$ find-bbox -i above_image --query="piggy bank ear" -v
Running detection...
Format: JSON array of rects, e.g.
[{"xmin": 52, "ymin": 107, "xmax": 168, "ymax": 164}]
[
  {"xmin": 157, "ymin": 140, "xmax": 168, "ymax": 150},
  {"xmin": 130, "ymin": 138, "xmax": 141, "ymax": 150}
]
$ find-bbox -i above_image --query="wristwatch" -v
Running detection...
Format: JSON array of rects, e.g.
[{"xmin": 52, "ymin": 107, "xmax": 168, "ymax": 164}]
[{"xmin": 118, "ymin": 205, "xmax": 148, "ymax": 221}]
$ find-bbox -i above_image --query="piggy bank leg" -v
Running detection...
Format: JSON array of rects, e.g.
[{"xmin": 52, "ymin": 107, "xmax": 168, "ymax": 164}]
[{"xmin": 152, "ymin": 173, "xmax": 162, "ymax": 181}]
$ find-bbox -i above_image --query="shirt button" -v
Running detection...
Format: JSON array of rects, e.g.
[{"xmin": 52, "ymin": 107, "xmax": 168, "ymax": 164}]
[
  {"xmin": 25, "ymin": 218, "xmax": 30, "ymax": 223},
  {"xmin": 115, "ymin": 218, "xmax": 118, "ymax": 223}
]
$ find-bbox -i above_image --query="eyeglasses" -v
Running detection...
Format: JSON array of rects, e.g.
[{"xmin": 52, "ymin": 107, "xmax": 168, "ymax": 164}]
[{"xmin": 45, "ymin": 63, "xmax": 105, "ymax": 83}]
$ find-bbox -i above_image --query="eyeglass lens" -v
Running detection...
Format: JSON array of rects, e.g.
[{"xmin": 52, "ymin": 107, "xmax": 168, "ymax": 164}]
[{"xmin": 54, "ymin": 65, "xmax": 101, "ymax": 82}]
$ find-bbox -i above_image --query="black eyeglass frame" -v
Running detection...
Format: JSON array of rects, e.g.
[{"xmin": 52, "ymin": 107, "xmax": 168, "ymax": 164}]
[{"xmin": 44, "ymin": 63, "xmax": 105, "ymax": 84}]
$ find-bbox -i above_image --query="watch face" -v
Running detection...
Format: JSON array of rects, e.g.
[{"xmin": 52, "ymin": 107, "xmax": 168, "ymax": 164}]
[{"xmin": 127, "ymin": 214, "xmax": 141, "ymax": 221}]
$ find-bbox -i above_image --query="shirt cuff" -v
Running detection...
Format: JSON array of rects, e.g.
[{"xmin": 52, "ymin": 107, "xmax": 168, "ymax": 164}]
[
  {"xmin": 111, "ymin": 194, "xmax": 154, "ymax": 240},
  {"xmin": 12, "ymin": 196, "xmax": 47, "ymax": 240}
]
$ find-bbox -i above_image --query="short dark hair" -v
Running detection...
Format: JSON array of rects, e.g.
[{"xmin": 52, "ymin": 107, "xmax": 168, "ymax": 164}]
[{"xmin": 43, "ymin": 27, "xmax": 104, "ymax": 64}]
● ● ● ●
» **SHORT PROBLEM**:
Return every line from the records above that contains the string "bbox", copied unchanged.

» **WORKED ANSWER**:
$ find-bbox -i above_image --query="piggy bank ear" -v
$ find-bbox -i above_image --query="wristwatch" -v
$ find-bbox -i above_image --query="piggy bank leg" -v
$ find-bbox -i above_image --query="shirt button" -v
$ find-bbox -i above_image --query="eyeglasses" -v
$ find-bbox -i above_image --query="eyeglass lens" -v
$ find-bbox -i above_image --query="black eyeglass frame" -v
$ find-bbox -i above_image --query="watch face" -v
$ find-bbox -i above_image --query="shirt cuff" -v
$ find-bbox -i above_image --query="short dark hair" -v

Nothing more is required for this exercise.